**Requirements:** Collect every line of the records below that contains the string "plate", matching case exactly.

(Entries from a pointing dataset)
:::::

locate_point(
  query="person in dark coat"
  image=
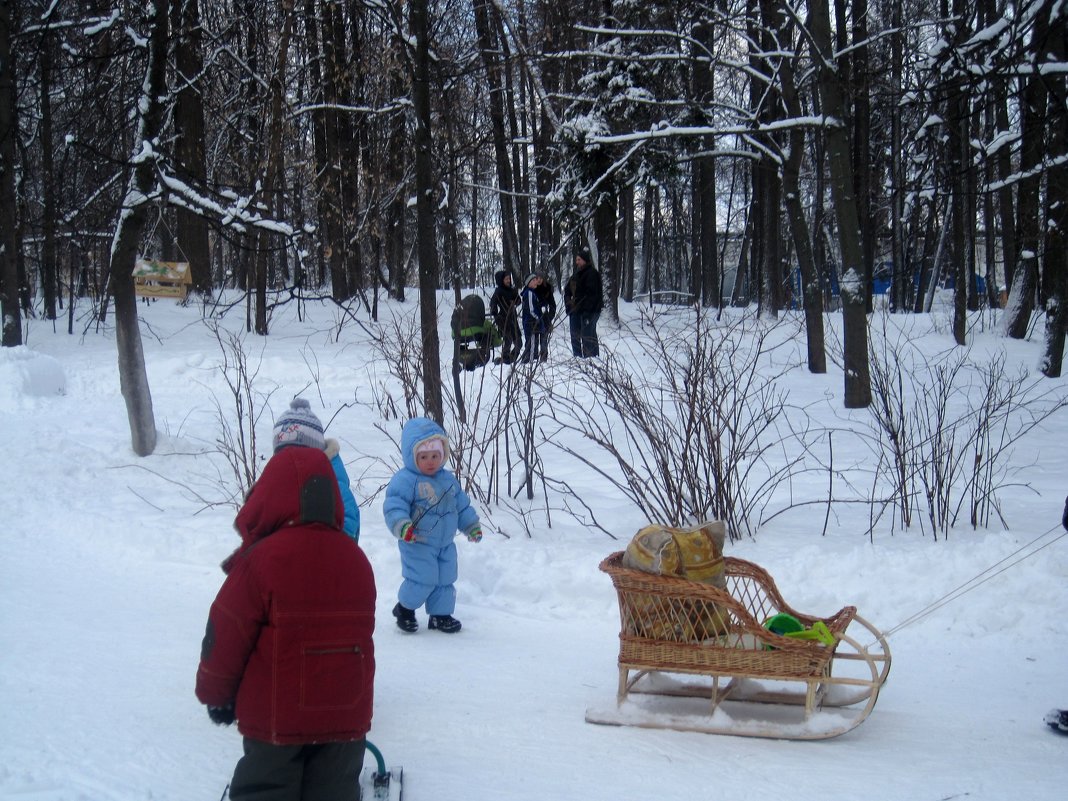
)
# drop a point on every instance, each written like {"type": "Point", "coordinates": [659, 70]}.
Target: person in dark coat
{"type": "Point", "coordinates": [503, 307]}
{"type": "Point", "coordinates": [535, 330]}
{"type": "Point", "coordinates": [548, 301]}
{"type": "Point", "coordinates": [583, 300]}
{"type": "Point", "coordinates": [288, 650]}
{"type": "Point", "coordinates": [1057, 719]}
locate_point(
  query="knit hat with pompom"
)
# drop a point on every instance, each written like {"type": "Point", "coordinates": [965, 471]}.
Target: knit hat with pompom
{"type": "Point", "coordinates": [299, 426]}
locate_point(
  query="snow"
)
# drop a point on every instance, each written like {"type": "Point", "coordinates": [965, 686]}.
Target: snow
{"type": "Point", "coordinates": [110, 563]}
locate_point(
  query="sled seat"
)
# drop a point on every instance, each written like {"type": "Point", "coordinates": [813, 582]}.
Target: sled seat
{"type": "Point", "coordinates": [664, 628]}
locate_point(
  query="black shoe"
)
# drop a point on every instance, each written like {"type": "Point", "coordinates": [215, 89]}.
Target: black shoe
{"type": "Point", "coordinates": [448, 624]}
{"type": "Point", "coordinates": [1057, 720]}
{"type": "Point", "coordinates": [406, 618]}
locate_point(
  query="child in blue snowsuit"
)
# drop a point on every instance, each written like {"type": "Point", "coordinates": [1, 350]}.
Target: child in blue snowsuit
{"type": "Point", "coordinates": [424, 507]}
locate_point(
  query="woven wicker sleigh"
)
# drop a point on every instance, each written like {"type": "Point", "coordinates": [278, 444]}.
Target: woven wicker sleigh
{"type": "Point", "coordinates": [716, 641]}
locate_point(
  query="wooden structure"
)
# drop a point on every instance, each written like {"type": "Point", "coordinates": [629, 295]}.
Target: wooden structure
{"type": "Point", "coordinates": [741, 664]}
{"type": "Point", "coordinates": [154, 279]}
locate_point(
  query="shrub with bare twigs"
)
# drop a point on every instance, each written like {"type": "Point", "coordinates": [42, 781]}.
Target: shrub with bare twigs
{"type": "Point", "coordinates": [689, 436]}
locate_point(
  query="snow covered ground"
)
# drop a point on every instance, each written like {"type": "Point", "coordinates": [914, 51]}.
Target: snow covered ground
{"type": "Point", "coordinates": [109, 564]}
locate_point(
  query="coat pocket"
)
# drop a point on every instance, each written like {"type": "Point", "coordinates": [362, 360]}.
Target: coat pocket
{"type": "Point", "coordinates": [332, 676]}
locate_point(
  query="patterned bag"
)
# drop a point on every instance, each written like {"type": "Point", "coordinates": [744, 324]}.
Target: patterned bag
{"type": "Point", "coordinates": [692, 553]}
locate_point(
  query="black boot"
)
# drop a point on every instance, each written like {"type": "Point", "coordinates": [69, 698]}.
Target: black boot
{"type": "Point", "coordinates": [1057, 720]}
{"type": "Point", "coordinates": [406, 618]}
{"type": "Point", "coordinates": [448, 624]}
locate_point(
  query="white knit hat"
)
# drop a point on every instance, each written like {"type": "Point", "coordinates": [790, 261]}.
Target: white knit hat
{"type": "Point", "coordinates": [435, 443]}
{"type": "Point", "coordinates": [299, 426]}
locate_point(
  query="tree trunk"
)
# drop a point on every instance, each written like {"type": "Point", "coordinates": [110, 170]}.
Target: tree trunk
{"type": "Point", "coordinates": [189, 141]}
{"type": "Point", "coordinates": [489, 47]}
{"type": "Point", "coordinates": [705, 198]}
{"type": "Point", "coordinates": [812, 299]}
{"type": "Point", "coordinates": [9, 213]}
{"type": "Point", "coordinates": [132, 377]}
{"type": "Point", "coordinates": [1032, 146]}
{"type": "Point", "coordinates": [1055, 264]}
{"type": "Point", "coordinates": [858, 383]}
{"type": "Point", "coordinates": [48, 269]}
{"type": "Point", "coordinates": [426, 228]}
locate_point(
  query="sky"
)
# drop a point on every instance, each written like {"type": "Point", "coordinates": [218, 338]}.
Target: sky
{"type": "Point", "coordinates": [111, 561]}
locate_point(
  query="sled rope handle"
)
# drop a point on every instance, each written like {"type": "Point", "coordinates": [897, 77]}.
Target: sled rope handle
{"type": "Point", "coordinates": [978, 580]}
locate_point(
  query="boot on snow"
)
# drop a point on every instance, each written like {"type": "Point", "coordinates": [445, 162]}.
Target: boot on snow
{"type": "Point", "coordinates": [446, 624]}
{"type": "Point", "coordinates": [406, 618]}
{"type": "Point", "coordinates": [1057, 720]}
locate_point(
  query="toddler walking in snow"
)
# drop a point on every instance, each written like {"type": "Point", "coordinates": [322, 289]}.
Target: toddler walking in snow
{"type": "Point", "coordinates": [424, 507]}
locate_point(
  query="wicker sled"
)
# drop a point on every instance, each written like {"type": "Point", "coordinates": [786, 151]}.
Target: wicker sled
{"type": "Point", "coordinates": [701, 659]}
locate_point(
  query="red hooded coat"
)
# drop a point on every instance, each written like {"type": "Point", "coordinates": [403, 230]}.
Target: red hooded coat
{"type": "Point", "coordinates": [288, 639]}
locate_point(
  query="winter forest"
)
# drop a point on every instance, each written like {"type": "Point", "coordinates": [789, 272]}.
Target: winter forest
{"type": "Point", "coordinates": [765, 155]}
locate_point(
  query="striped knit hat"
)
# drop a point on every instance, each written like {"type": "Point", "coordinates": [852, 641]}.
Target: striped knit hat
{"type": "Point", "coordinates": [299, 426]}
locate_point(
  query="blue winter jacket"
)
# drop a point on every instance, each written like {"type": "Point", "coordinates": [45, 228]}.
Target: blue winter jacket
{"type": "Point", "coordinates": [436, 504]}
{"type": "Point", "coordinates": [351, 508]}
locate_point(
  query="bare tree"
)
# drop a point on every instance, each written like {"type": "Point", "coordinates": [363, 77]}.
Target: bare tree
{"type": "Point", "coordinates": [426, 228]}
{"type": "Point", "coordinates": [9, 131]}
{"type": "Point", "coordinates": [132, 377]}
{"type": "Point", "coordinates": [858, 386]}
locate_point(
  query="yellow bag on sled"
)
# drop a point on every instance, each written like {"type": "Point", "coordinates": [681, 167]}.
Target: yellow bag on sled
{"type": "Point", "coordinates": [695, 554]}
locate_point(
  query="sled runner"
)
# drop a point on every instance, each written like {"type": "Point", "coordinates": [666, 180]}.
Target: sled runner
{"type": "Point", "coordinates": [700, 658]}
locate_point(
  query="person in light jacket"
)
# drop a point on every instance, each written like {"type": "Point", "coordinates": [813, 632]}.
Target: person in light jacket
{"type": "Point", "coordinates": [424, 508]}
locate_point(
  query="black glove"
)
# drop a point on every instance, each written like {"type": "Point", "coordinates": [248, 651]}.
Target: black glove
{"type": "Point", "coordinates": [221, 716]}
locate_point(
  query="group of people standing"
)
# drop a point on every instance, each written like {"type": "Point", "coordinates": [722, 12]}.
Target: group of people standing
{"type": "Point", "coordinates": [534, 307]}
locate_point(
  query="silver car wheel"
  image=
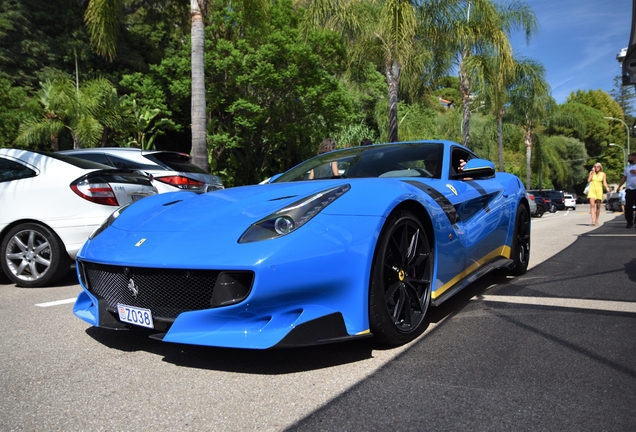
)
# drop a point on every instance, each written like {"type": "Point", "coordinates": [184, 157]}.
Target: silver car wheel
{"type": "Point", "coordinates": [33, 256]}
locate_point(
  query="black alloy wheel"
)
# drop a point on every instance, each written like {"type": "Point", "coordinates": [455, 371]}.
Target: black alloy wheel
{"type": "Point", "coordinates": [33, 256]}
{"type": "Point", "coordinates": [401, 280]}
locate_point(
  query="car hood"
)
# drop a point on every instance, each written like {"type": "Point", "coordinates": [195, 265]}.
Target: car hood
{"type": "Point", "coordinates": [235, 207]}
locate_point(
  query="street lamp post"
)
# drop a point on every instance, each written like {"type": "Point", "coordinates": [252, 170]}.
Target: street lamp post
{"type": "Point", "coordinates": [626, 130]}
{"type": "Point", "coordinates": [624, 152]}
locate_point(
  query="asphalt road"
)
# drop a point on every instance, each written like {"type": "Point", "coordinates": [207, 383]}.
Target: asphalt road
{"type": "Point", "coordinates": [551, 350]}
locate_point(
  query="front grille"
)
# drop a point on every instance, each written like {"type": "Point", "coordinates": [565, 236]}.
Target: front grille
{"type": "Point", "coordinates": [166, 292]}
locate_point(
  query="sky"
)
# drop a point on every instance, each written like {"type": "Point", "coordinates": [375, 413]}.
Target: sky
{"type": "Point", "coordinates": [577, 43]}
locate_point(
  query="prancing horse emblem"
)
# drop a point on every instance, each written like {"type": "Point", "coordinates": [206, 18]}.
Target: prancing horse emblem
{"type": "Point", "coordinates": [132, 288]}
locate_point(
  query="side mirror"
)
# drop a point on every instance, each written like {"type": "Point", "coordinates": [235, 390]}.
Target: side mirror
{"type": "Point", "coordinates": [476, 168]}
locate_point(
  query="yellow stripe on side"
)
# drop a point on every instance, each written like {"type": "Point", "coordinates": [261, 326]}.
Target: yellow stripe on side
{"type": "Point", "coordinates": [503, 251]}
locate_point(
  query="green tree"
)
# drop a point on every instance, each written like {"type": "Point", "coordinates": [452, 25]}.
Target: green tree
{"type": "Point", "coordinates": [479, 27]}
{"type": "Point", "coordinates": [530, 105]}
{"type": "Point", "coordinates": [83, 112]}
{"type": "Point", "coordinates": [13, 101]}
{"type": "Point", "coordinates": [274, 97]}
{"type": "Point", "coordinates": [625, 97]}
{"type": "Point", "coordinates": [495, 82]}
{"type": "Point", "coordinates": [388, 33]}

:::::

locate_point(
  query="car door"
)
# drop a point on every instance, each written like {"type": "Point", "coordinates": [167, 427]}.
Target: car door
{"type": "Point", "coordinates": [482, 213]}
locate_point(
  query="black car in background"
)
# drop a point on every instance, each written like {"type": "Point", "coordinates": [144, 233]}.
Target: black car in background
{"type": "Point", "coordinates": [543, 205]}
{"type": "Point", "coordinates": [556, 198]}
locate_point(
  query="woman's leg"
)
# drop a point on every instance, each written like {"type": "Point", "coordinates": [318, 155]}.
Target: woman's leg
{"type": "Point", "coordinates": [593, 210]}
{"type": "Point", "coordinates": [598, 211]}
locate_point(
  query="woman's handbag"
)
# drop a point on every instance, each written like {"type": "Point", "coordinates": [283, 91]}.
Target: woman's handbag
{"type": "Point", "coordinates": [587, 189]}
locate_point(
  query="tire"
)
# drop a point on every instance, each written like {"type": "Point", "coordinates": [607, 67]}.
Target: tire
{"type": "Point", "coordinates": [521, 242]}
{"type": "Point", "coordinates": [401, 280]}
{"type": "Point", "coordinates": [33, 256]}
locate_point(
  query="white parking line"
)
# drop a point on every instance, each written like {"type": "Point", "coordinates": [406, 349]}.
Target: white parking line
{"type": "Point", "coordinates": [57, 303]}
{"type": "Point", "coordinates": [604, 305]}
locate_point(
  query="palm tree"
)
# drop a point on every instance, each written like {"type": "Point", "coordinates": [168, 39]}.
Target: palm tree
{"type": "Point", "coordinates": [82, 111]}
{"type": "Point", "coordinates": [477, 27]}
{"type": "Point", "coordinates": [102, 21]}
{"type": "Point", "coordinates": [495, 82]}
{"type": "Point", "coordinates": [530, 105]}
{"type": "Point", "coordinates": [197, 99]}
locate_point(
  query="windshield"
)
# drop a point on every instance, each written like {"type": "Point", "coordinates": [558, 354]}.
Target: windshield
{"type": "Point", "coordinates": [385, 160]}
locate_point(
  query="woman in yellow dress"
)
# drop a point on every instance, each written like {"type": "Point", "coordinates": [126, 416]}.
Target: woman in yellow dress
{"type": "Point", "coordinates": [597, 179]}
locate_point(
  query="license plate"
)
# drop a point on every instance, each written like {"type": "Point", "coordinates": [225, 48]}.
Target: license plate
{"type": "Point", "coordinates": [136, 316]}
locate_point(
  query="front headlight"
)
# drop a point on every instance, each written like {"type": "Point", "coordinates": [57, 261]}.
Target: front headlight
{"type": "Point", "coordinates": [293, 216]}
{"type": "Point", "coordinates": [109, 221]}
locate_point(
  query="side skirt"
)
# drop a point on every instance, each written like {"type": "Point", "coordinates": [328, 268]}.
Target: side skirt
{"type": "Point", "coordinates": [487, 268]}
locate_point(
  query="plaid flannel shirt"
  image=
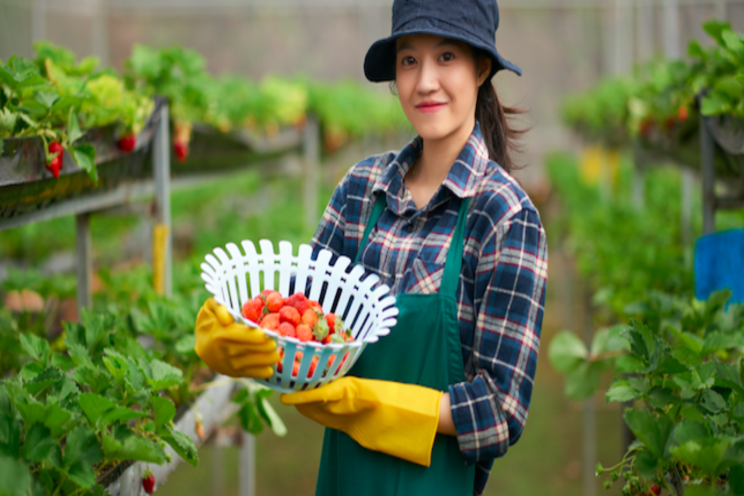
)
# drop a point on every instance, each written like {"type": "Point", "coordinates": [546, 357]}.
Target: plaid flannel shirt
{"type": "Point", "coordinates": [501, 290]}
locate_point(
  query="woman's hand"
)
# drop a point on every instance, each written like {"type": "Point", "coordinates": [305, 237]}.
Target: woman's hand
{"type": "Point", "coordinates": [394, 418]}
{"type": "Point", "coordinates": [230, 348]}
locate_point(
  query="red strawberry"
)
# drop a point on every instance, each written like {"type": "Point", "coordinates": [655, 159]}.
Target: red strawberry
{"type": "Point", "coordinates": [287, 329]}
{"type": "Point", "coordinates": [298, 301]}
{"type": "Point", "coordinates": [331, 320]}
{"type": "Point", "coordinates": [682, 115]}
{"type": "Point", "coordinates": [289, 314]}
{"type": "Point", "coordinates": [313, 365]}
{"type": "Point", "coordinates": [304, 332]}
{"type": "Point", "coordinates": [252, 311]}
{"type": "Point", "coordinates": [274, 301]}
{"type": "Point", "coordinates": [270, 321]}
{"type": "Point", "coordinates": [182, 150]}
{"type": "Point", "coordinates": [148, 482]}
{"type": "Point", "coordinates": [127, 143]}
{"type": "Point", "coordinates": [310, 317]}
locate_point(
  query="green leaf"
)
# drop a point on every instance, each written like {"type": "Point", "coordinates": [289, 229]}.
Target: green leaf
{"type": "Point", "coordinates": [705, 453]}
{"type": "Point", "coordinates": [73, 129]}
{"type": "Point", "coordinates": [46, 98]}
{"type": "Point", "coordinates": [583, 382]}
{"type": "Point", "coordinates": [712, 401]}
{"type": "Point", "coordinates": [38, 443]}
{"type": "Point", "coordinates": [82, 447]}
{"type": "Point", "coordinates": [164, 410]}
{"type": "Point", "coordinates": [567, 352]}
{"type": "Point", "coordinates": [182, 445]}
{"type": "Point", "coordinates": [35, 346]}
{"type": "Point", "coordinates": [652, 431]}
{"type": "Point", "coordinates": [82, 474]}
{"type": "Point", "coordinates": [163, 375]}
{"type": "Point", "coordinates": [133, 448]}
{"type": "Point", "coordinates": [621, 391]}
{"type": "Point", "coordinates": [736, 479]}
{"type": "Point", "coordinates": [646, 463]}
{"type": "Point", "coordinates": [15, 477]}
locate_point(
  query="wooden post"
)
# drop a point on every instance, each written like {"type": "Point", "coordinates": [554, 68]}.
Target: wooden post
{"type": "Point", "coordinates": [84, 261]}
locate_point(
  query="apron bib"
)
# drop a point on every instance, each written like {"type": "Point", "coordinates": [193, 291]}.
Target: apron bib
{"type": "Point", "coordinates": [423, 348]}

:::::

**Solution to the exercise:**
  query="license plate"
Target: license plate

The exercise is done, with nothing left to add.